[DATA EXTRACT Boundary: Start]

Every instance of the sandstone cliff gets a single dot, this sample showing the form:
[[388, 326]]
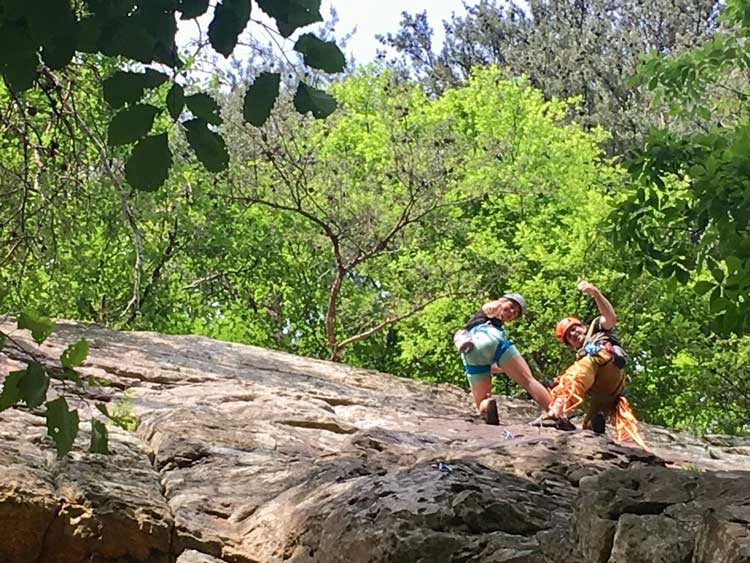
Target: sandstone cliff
[[249, 455]]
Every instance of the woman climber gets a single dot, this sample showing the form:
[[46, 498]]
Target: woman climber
[[485, 349]]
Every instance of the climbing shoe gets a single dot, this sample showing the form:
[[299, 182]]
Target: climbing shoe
[[561, 423], [490, 414], [564, 424], [598, 423]]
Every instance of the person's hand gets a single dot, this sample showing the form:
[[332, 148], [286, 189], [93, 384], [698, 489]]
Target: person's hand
[[587, 287]]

[DATA EXTRACT Boundary: End]

[TASK GOAL]
Set down, word for word, the line that holds "[[388, 326]]" and all lines after it to the end of the entries above, but not the pictures.

[EXERCISE RESULT]
[[388, 326]]
Target: sandstone cliff
[[249, 455]]
Every instance of the woman climber gets a single dot, this sample showing the form:
[[46, 498]]
Target: woman climber
[[485, 349]]
Every instance of the climbing shoe gets a single dot, this sample showing the form:
[[299, 182]]
Target: climbing shoe
[[561, 423], [490, 414], [564, 424], [598, 423]]
Every instance of the person's hand gets a single dot, this sample showing the form:
[[332, 148], [286, 189], [93, 384], [698, 489]]
Target: person's hand
[[587, 287]]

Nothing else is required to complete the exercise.